#### YOUR GOAL:
List every line below that contains the string "face", treating uppercase and lowercase as different.

--- start DATA ROWS ---

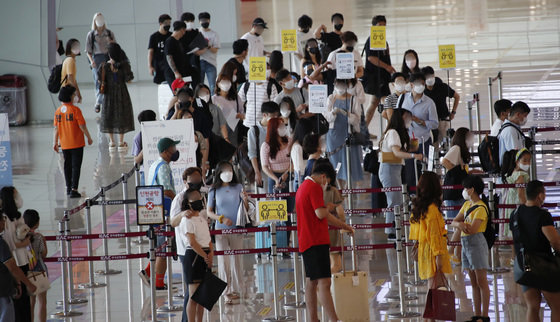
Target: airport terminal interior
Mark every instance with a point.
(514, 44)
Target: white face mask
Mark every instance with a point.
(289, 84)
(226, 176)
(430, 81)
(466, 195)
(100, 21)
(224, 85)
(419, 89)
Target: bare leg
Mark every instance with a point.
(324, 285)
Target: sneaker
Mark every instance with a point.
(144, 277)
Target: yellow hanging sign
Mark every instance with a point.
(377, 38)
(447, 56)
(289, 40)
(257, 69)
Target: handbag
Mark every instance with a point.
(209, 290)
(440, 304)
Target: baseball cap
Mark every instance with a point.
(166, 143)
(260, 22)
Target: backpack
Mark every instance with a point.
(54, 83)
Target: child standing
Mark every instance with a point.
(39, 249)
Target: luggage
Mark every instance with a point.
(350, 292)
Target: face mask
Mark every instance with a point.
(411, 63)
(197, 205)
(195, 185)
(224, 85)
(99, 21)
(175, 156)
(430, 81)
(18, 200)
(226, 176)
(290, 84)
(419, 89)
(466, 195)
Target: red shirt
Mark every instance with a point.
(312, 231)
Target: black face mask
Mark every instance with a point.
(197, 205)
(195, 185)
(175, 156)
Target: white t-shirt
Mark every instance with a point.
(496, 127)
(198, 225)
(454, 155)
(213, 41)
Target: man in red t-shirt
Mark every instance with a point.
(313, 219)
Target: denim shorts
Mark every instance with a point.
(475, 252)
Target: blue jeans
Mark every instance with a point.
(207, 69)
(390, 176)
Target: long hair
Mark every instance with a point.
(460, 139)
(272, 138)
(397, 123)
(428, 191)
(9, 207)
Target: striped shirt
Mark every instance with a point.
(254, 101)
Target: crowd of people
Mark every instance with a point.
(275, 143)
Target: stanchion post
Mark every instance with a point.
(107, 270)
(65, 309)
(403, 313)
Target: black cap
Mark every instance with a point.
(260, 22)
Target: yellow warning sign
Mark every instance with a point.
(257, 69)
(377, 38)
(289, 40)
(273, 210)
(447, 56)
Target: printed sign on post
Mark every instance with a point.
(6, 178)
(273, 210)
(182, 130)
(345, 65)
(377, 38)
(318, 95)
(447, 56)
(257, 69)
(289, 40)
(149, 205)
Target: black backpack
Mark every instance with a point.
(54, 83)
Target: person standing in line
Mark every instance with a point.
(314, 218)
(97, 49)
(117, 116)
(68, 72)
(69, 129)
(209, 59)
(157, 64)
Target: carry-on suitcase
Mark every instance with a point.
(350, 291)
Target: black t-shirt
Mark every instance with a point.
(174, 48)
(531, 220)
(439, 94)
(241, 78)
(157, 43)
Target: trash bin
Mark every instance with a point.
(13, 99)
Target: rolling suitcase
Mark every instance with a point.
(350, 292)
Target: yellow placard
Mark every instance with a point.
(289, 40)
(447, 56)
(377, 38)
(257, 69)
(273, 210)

--- end DATA ROWS ---
--- start DATA ROWS ---

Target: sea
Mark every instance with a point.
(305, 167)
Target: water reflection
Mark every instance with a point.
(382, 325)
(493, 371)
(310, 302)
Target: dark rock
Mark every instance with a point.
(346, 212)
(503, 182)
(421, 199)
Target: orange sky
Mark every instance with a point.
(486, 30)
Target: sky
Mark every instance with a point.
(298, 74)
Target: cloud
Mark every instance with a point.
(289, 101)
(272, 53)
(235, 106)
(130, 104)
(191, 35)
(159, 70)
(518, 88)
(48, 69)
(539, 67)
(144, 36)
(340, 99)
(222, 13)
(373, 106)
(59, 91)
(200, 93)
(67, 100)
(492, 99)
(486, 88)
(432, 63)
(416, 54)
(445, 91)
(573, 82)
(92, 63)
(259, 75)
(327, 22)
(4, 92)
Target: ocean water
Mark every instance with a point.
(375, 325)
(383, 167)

--- end DATA ROWS ---

#### RESULT FOR THIS TASK:
Target: white face mask
Target: face mask
Target: black face mask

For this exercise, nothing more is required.